There are a number of grids servicing the US. The  Pennsylvania, New Jersey Maryland grid (PJM) is well managed.  It is the largest grid in the US. It services 13 States and the District of Columbia.  It is the grid that provides my electricity and it has managed to avoid brownouts and blackouts.  The reason is that the ratio of fossil fuel (thermal) energy generation to wind and solar generation is 20 to 1.  If Nuclear is included the ratio is 26 to1. 

The chart shows the PJM Existing Installed Capacity.

The issue PJM is facing is how to make their way through the EPA and States forcing an energy transition. The following explains their fear of losing enough spare capacity to continue to make their Grid reliable:

“Maintaining an adequate level of generation resources, with the right operational and physical characteristics , is essential for PJM’s ability to serve electrical demand through the energy transition. Our research highlights four trends below that we believe, in combination, present increasing reliability risks during the transition, due to a potential timing mismatch between resource retirements, load growth and the pace of new generation entry under a possible “low new entry” scenario: · The growth rate of electricity demand is likely to continue to increase from electrification coupled with the proliferation of high-demand data centers in the region. · Thermal generators are retiring at a rapid pace due to government and private sector policies as well as economics. · Retirements are at risk of outpacing the construction of new resources, due to a combination of industry forces, including siting and supply chain, whose long-term impacts are not fully known. · PJM’s interconnection queue is composed primarily of intermittent and limited-duration resources. Given the operating characteristics of these resources, we need multiple megawatts of these resources to replace 1 MW of thermal generation.”  (My highlighting added).

According to PJM this is what it will look like if the State and Feds current plans are not adjusted.

Completely unworkable. Solar, the major electrical source, only available in the day. 

The “Storage” at 55,037 watts, is at present, nonexistent.  Even if it were charged by excess solar wattage, it, along with the other electrical generators, would not be enough to satisfy peak demands.      

PJM management wants everyone to note that the States, not PJM, have the responsibility to maintain resource adequacy on their electric systems.

The EPA has several regulations that will cause a loss of significant reliable capacity of coal based and Natural gas (Thermal Plants) plants. The following are from the PJM’s study:

EPA REGULATIONS

Effluent Limitation Guidelines: will force closing 3,400 MW thermal based capacity.

Coal Combusting Residuals: Will force closing 2,700 MW thermal-based capacity.

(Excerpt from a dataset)
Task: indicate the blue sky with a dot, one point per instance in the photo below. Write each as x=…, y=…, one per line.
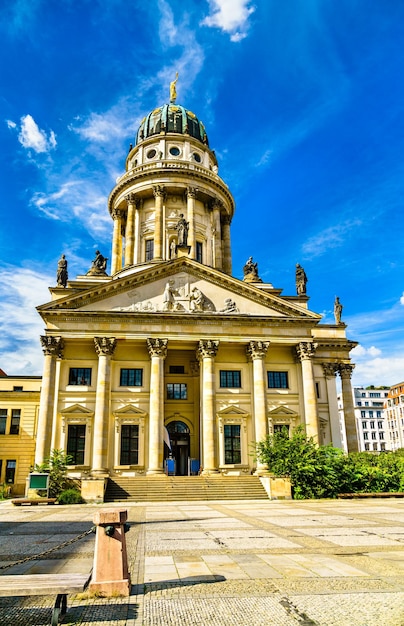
x=303, y=101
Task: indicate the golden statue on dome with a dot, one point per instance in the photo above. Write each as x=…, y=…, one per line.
x=173, y=89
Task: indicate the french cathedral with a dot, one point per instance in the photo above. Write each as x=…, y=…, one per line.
x=158, y=357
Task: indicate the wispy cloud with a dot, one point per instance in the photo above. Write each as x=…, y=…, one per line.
x=33, y=138
x=331, y=237
x=21, y=290
x=230, y=16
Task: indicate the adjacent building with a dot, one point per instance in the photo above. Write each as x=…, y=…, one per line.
x=370, y=416
x=394, y=409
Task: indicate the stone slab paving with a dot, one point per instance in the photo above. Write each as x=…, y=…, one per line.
x=237, y=563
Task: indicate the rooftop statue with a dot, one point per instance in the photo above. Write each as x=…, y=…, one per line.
x=61, y=274
x=250, y=270
x=337, y=310
x=301, y=280
x=173, y=89
x=99, y=265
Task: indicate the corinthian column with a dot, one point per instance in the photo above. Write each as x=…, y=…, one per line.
x=217, y=236
x=158, y=351
x=105, y=347
x=52, y=348
x=191, y=195
x=130, y=229
x=116, y=261
x=345, y=371
x=305, y=352
x=257, y=350
x=206, y=352
x=159, y=193
x=226, y=245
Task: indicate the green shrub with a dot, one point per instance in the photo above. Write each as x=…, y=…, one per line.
x=324, y=471
x=70, y=496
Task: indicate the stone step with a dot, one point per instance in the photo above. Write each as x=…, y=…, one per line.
x=171, y=488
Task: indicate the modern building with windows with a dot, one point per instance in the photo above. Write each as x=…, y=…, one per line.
x=371, y=418
x=169, y=347
x=394, y=408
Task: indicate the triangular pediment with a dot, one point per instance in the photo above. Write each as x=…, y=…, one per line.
x=280, y=411
x=232, y=410
x=179, y=287
x=77, y=409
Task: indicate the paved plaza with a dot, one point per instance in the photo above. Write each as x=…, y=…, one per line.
x=236, y=563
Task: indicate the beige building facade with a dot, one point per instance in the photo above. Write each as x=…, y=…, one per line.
x=169, y=347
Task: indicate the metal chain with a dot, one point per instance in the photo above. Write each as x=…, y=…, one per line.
x=54, y=549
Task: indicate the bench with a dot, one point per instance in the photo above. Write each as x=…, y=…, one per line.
x=382, y=494
x=33, y=501
x=45, y=585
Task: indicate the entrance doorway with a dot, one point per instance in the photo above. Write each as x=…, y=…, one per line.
x=179, y=440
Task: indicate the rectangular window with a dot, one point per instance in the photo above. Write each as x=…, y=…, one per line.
x=176, y=391
x=149, y=249
x=129, y=444
x=230, y=378
x=278, y=380
x=232, y=445
x=80, y=376
x=15, y=421
x=131, y=377
x=3, y=421
x=10, y=471
x=76, y=439
x=177, y=369
x=199, y=251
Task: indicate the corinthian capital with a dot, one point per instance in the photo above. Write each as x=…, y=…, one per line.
x=157, y=347
x=330, y=369
x=158, y=190
x=192, y=192
x=305, y=350
x=207, y=348
x=105, y=346
x=257, y=349
x=52, y=346
x=345, y=370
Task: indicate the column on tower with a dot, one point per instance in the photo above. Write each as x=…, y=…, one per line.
x=191, y=195
x=216, y=235
x=116, y=261
x=226, y=244
x=305, y=351
x=130, y=229
x=256, y=351
x=159, y=194
x=105, y=347
x=345, y=371
x=52, y=348
x=158, y=351
x=206, y=352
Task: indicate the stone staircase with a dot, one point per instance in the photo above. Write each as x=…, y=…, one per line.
x=176, y=488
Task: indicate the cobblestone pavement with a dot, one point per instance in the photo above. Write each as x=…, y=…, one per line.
x=236, y=563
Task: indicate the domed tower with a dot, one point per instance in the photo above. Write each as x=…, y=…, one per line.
x=171, y=201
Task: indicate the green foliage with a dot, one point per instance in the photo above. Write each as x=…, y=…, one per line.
x=70, y=496
x=57, y=467
x=324, y=471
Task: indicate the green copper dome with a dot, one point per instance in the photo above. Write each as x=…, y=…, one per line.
x=172, y=118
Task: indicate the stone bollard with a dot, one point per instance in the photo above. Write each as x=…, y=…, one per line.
x=110, y=571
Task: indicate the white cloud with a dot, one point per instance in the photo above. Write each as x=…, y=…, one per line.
x=33, y=138
x=231, y=16
x=332, y=237
x=21, y=290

**WHAT YOU WILL DO**
A) According to the text on the PJM grid, how many states does the PJM grid service?
B) Condense the paragraph of the text on the PJM grid that opens with "There are a number of grids servicing the US" into a short bulleted list that keeps its main facts.
C) Update a portion of the text on the PJM grid by replacing "EPA" with "Environmental Protection Agency" and writing it out again: begin at the words that have "According to PJM" and stop after "thermal based capacity.".

**RESULTS BY TASK**
A) It services 13 states and the District of Columbia.

B)
- Several grids serve the US. The Pennsylvania, New Jersey, Maryland grid (PJM) is the largest and is well managed.
- PJM services 13 states and the District of Columbia and supplies the writer's electricity.
- It has avoided brownouts and blackouts because its ratio of fossil fuel (thermal) generation to wind and solar generation is 20 to 1, or 26 to 1 if nuclear is included.

C)
According to PJM this is what it will look like if the State and Feds current plans are not adjusted.

Completely unworkable. Solar, the major electrical source, only available in the day. 

The “Storage” at 55,037 watts, is at present, nonexistent.  Even if it were charged by excess solar wattage, it, along with the other electrical generators, would not be enough to satisfy peak demands.      

PJM management wants everyone to note that the States, not PJM, have the responsibility to maintain resource adequacy on their electric systems.

The Environmental Protection Agency has several regulations that will cause a loss of significant reliable capacity of coal based and Natural gas (Thermal Plants) plants. The following are from the PJM’s study:

Environmental Protection Agency REGULATIONS

Effluent Limitation Guidelines: will force closing 3,400 MW thermal based capacity.